*Excerto do documento:*
========
VIII. Para pagamento dos encargos decorrentes das alterações ocorridas em obra que motivaram esse suprimento de erros e omissões e consequente prorrogação do prazo da obra por 15 dias, foram firmados dois adicionais ao contrato adicional, nos valores de € 103.650,05 (cento e três mil, seiscentos e cinquenta euros e cinco cêntimos) e € 19.764,17 (dezanove mil, setecentos e sessenta e quatro euros e dezassete cêntimos), valores estes que foram pagos.
IX. Se estes valores pagos tiveram como propósito proceder ao pagamento dos trabalhos respeitantes a erros e omissões, obviamente que os mesmos contemplam já o prazo contemplado para esses trabalhos.
X. Acresce que a Recorrente aceitou a modificação do contrato, pelo que não lhe é lícito, a posteriori, vir exigir um novo pagamento sobre os mesmos trabalhos.
========
*Dados fornecidos:*
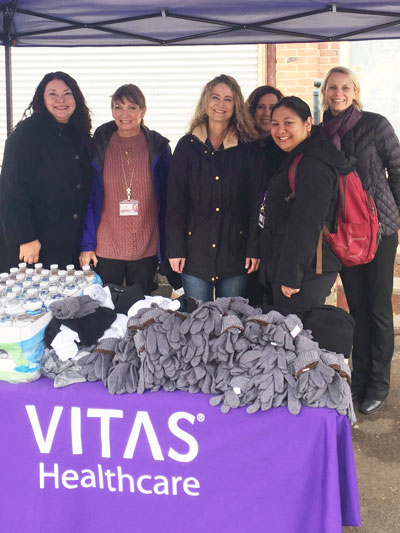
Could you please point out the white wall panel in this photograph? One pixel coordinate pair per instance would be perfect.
(171, 78)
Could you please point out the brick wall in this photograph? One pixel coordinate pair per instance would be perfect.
(299, 64)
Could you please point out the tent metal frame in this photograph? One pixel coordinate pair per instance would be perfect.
(9, 37)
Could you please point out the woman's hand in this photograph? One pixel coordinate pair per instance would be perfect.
(86, 257)
(29, 252)
(288, 291)
(178, 264)
(251, 264)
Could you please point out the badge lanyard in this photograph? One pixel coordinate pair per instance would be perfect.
(128, 207)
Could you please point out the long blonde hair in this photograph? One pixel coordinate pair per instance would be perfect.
(241, 119)
(353, 78)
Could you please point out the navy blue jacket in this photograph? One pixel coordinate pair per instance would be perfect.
(160, 155)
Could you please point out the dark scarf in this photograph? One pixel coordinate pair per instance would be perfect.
(335, 127)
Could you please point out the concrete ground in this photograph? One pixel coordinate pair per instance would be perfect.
(376, 444)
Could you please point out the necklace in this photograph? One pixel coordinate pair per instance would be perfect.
(128, 188)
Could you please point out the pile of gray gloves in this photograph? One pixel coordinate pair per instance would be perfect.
(232, 350)
(225, 348)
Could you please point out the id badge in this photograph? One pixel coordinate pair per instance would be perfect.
(128, 208)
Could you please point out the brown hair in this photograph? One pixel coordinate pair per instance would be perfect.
(240, 120)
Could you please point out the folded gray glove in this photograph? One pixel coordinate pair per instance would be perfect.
(74, 307)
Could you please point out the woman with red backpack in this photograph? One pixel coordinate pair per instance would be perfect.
(368, 287)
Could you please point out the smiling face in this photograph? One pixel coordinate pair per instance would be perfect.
(220, 104)
(59, 100)
(288, 129)
(339, 93)
(262, 115)
(128, 117)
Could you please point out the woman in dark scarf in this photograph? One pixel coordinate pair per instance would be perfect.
(371, 139)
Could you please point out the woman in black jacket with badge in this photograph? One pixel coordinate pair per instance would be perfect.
(293, 222)
(45, 177)
(372, 140)
(216, 181)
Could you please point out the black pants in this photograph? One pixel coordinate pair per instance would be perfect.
(368, 290)
(312, 292)
(117, 271)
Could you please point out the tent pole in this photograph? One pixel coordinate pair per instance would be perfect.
(7, 52)
(271, 64)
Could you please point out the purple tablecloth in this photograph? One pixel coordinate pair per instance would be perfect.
(80, 460)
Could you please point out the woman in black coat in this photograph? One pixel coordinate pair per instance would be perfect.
(216, 182)
(45, 177)
(293, 222)
(372, 140)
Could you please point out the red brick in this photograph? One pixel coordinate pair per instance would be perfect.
(328, 52)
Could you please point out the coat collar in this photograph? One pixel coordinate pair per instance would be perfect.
(231, 139)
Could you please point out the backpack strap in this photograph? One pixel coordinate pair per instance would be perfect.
(292, 173)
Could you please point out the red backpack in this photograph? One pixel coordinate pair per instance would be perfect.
(357, 228)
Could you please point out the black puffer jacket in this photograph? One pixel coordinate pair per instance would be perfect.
(375, 145)
(212, 205)
(292, 226)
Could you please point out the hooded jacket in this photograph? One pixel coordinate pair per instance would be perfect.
(212, 208)
(292, 225)
(160, 155)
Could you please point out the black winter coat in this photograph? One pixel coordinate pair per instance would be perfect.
(44, 184)
(292, 226)
(212, 207)
(375, 145)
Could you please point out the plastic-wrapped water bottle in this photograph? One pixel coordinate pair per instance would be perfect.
(10, 284)
(22, 268)
(45, 274)
(20, 279)
(70, 287)
(13, 272)
(54, 269)
(33, 304)
(44, 290)
(53, 296)
(13, 305)
(19, 293)
(36, 279)
(70, 270)
(4, 276)
(62, 274)
(26, 285)
(54, 281)
(5, 319)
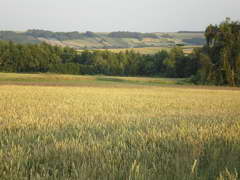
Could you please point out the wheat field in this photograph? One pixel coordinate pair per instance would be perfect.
(124, 132)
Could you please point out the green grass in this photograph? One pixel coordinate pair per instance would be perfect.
(78, 80)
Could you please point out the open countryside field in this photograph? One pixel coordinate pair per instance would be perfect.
(99, 127)
(148, 50)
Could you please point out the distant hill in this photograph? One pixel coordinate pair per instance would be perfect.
(112, 40)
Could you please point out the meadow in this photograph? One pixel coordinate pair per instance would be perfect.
(98, 127)
(147, 50)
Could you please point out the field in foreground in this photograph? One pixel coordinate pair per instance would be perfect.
(117, 131)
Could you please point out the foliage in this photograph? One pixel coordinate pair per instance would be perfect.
(47, 58)
(220, 58)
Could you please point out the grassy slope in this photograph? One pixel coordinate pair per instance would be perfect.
(78, 80)
(116, 131)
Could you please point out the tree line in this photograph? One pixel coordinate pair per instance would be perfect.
(218, 62)
(46, 58)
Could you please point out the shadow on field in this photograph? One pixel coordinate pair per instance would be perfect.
(98, 155)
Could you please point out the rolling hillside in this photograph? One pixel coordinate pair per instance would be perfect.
(113, 40)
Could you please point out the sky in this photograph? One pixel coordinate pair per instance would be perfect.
(115, 15)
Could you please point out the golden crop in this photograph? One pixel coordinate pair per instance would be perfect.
(132, 132)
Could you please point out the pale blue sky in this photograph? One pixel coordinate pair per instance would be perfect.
(115, 15)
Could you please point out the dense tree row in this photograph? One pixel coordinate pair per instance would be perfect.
(46, 58)
(220, 57)
(218, 62)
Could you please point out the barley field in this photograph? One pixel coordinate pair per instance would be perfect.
(129, 131)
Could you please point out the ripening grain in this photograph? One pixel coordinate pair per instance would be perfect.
(119, 133)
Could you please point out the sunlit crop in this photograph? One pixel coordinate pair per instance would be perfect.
(125, 132)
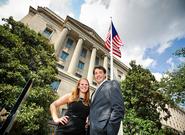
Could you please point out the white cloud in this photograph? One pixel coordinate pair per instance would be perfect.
(182, 59)
(141, 24)
(171, 63)
(158, 76)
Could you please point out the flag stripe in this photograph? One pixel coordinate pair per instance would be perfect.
(116, 41)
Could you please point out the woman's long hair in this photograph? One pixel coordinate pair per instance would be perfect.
(76, 93)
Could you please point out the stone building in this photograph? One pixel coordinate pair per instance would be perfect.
(78, 49)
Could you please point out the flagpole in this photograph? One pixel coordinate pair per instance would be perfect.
(111, 53)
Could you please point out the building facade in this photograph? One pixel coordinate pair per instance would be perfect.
(78, 48)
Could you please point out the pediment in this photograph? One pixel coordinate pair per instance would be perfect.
(85, 28)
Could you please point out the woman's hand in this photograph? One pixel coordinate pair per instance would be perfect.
(63, 120)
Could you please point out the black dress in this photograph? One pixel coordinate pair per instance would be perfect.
(77, 113)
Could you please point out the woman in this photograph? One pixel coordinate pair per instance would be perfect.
(74, 121)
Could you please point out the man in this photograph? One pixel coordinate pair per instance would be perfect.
(107, 107)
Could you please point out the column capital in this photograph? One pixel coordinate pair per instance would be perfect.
(65, 26)
(81, 37)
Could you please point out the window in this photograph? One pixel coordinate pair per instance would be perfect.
(97, 61)
(83, 52)
(81, 65)
(64, 55)
(47, 32)
(69, 43)
(119, 77)
(54, 85)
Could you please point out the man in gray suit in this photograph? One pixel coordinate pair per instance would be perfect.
(107, 106)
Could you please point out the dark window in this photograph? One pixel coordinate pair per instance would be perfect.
(60, 66)
(54, 85)
(64, 55)
(97, 61)
(69, 43)
(47, 32)
(83, 52)
(81, 65)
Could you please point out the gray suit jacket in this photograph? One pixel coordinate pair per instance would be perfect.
(106, 109)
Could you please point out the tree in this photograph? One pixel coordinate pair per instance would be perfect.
(142, 100)
(25, 54)
(173, 83)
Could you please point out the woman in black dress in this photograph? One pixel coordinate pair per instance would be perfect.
(74, 120)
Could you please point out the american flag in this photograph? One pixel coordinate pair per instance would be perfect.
(116, 41)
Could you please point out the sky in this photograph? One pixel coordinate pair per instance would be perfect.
(152, 30)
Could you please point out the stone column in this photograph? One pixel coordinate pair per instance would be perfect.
(75, 57)
(60, 42)
(91, 65)
(105, 64)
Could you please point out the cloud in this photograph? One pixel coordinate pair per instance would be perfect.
(171, 63)
(158, 76)
(141, 24)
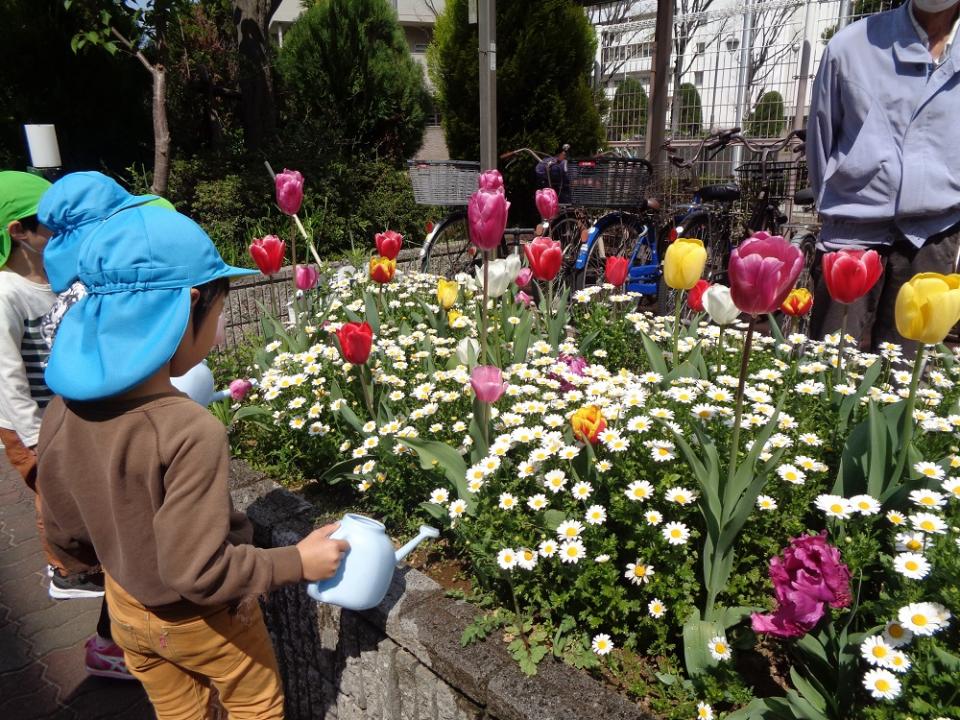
========
*Tarefas a realizar:*
1. No excerto sobre os pagamentos adicionais da obra, por quantos dias foi prorrogado o prazo da obra?
2. Dê continuidade ao excerto sobre os pagamentos adicionais da obra, a partir da sua última frase.
Não é preciso consultar a listagem.

*Respostas às tarefas:*
1. O prazo da obra foi prorrogado por 15 dias.

2.
XI. Nessa conformidade, nunca poderia a matéria de facto dada como provada ser alterada da forma que a Recorrente pretende, uma vez que, da prova produzida nos autos, não se consegue retirar que, a existirem valores a ser pagos à Recorrente, os mesmos se computem nos valores por esta alegados.
XII. Conforme resulta do disposto no art.° 282.° do CCP o direito à reposição do equilíbrio financeiro do contrato, para que seja admissível, tem de, cumulativamente, preencher os seguintes requisitos:
a) O facto causador do desequilíbrio não se inclua no risco normal do negócio que o co-contratante deva suportar;
b) Esse facto altere os pressupostos em que o co-contratante fixou o valor da prestação;
c) Esses pressupostos sejam conhecidos ou cognoscíveis do contraente público, como será designadamente o caso de constarem dos elementos patenteados nas peças do procedimento de adjudicação.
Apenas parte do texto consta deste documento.